Recorded data:
◇ ◇ ◇
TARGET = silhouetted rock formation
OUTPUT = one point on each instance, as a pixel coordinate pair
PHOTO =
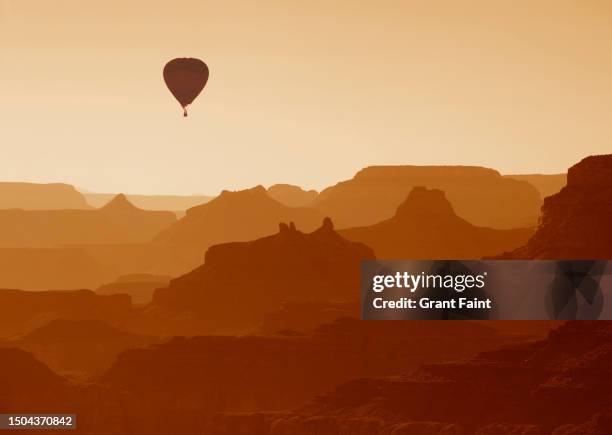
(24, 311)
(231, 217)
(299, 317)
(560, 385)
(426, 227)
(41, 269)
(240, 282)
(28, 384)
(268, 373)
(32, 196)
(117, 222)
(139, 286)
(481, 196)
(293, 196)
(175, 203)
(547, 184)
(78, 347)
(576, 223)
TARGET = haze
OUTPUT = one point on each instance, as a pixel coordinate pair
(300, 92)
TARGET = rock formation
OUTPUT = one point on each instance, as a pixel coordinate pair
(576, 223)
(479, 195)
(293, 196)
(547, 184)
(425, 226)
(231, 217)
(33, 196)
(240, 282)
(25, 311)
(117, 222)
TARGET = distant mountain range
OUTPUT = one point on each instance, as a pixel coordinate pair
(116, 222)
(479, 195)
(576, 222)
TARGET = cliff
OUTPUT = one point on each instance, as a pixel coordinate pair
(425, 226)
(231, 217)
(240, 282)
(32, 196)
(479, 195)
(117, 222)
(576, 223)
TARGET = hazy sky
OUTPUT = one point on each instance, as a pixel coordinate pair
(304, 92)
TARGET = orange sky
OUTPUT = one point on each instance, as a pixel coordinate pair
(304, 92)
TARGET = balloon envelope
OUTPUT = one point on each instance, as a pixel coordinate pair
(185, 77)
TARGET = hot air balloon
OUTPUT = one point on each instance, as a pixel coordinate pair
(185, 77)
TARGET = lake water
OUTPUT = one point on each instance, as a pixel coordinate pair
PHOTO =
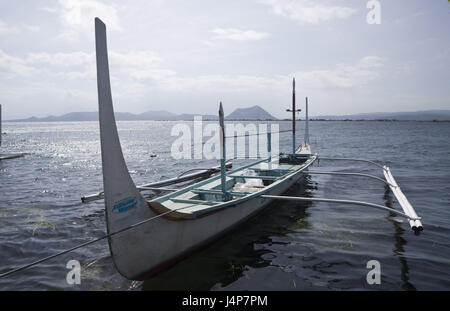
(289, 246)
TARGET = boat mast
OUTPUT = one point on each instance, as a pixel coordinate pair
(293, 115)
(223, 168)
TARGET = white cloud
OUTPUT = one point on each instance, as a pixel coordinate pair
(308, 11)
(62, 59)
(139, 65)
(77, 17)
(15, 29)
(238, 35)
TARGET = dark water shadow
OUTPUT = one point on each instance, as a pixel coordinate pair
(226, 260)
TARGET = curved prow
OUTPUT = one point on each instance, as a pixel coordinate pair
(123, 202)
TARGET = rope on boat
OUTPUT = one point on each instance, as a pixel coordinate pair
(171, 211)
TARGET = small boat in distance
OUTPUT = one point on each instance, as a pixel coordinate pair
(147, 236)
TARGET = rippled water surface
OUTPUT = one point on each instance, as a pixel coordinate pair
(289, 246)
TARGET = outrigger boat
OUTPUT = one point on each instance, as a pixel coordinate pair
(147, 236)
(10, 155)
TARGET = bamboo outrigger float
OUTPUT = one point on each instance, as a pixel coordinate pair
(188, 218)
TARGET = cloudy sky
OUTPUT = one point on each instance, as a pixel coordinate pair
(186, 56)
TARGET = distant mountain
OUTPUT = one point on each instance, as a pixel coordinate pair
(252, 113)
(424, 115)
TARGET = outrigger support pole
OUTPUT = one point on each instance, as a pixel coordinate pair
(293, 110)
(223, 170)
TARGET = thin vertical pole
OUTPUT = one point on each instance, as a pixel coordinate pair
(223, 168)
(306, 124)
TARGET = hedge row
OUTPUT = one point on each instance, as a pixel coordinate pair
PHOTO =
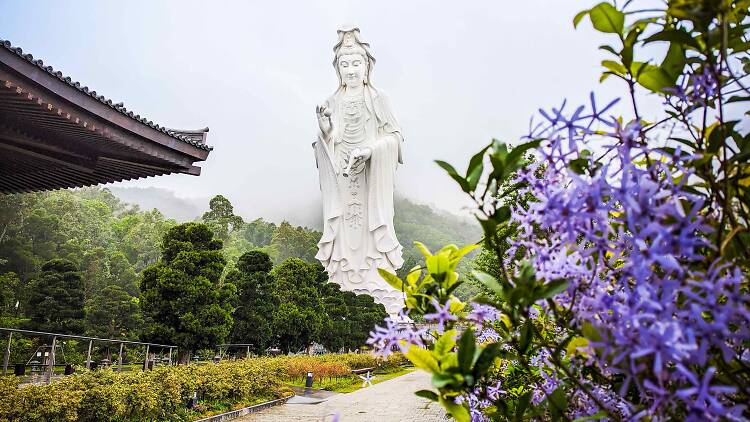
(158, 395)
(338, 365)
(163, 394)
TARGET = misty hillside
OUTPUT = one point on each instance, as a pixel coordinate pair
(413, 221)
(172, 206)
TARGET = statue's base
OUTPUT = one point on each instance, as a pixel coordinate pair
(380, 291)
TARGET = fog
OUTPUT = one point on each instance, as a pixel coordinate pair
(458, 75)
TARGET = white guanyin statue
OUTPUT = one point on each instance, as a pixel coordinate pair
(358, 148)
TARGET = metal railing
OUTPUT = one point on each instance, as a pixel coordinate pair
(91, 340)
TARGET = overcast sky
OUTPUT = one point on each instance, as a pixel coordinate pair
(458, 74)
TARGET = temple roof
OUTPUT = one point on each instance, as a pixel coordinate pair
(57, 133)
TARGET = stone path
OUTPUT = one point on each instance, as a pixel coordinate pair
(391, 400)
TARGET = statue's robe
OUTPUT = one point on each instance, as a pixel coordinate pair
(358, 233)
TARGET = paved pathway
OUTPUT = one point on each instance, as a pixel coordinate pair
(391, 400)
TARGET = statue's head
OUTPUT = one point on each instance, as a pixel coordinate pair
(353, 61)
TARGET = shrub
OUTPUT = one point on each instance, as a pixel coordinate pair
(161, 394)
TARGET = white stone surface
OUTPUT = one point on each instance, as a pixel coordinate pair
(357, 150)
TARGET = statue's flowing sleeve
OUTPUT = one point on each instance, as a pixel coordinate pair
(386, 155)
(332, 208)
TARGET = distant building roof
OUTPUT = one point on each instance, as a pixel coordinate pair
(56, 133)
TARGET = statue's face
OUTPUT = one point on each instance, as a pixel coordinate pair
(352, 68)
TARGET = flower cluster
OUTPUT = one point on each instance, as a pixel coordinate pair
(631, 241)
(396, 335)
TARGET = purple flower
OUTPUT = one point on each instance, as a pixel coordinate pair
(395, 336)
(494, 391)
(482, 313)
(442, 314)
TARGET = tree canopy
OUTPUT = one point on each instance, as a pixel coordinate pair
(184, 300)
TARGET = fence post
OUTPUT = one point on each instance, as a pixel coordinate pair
◇ ◇ ◇
_Exercise prompt_:
All entries are to be retyped exactly. Omit any embedded images.

_Task result_:
TARGET = silhouetted rock formation
OUTPUT = one point on each instance, as a pixel coordinate pair
PHOTO =
(24, 311)
(231, 217)
(299, 317)
(560, 385)
(426, 227)
(41, 269)
(240, 282)
(28, 384)
(268, 373)
(32, 196)
(117, 222)
(139, 286)
(481, 196)
(293, 196)
(175, 203)
(547, 184)
(78, 347)
(576, 223)
TARGET = haze
OUTPUT = one point on each instance, as a pixel coordinate pair
(300, 92)
TARGET = rock formation
OUTPUT = one point on each instance, as a pixel coordinate pair
(576, 223)
(479, 195)
(293, 196)
(547, 184)
(425, 226)
(231, 217)
(33, 196)
(240, 282)
(25, 311)
(117, 222)
TARGET = distant mountain range
OUTPUT = one point on each instance, as a pixel coordinate pair
(116, 222)
(479, 195)
(576, 222)
TARGET = cliff
OUTPUT = one point on each instance, as a pixel coordinate pair
(425, 226)
(231, 217)
(240, 282)
(32, 196)
(479, 195)
(117, 222)
(576, 223)
TARGET = hazy sky
OUTPUT = one point on each instance, as a pixel coordinate pair
(304, 92)
TARGET = orange sky
OUTPUT = one point on each instance, as a pixel coordinate pair
(304, 92)
TARGET = balloon envelope
OUTPUT = one point on each instance, as a pixel coordinate pair
(185, 77)
TARGET = hot air balloon
OUTPUT = one point on each instance, as a pixel coordinate pair
(185, 77)
TARGET = lake water
OUTPUT = one point on each instance, as a pixel coordinate pair
PHOTO =
(289, 246)
TARGET = boat mast
OUTPUT = one point on each instance, as a pixel coordinate pair
(293, 115)
(223, 168)
TARGET = white cloud
OUTPUT = one point on each instance, as a pixel coordinate pair
(308, 11)
(62, 59)
(139, 65)
(77, 17)
(15, 29)
(238, 35)
TARGET = dark water shadow
OUTPUT = one point on each instance, as a pixel coordinate pair
(226, 260)
TARGET = curved prow
OUTPUT = one point on each instance, as a pixel coordinate pair
(123, 202)
TARGET = rope on boat
OUTPUT = one point on each instance, as a pixel coordinate pair
(171, 211)
TARGET = small boat in distance
OUTPUT = one point on each instance, as a pixel coordinate pair
(147, 236)
TARGET = rippled water surface
OUTPUT = one point on each instance, as a pixel coordinate pair
(289, 246)
TARGET = outrigger boat
OUTPUT = one point on each instance, as a pixel coordinate pair
(147, 236)
(10, 155)
TARGET = bamboo outrigger float
OUTPUT = one point on each instance, as a pixel coordinate pair
(188, 218)
TARGET = cloudy sky
OUTPUT = one point on each instance, as a pixel coordinate pair
(186, 56)
TARGET = distant mountain
OUTPUT = one point on each instance, as a pixel coordinate pair
(252, 113)
(424, 115)
TARGET = outrigger support pole
OUTPUT = one point on each instance, as a pixel coordinate pair
(293, 110)
(223, 170)
TARGET = thin vertical pole
OUTPUT = one point on each instance, as a pixel coordinate pair
(223, 168)
(306, 124)
TARGET = hedge row
OUTPUT = one point on each instance, as a pixel coordinate pair
PHOTO =
(158, 395)
(338, 365)
(163, 394)
TARGET = misty hillside
OUTPUT = one point on each instance, as a pixel coordinate pair
(413, 221)
(172, 206)
TARGET = statue's base
OUTPUT = one point on each instance, as a pixel coordinate pair
(380, 291)
TARGET = fog
OUTPUT = one point on each instance, as a pixel coordinate pair
(458, 75)
TARGET = white guanyin statue
OUTPUT = one point on each instance, as a pixel coordinate pair
(358, 148)
TARGET = metal railing
OUTPUT = one point on each instance, as a pixel coordinate pair
(91, 340)
TARGET = overcast sky
OUTPUT = one point on each instance, as a pixel coordinate pair
(458, 74)
TARGET = temple roof
OUTPUT = one point on each instance, as a pixel coordinate pair
(57, 133)
TARGET = stone path
OUTPUT = one point on each instance, as a pixel coordinate pair
(391, 400)
TARGET = statue's robe
OUTPUT = one point on each instance, as a pixel coordinate pair
(358, 233)
TARGET = paved pathway
OUTPUT = one point on each instance, as a pixel coordinate pair
(391, 400)
TARGET = statue's head
OUTPUT = one point on each instance, as a pixel coordinate pair
(353, 61)
TARGET = shrub
OUTPUT = one point on each instance, as a pixel coordinate pair
(161, 394)
TARGET = white stone surface
OUTPUT = one point on each instance, as a pixel coordinate pair
(357, 150)
TARGET = statue's flowing sleeve
OUTPUT = one point on each instance, as a pixel coordinate pair
(386, 155)
(332, 208)
TARGET = distant building roof
OUTPUT = one point on each instance, as a pixel coordinate pair
(56, 133)
TARGET = statue's face
OUTPUT = one point on each instance, as a pixel coordinate pair
(352, 68)
TARGET = flower cluster
OUTPUT = one point on each instance, as a pixel coordinate pair
(631, 241)
(396, 335)
TARGET = purple flower
OUTPUT = one point on each instance, as a pixel coordinate pair
(395, 336)
(494, 391)
(482, 313)
(442, 314)
TARGET = tree canopy
OUTPUT = one point on each instance, as a pixel coordinate pair
(184, 300)
TARGET = fence post
OUTPUT = one point on each instance, as a pixel coordinate pair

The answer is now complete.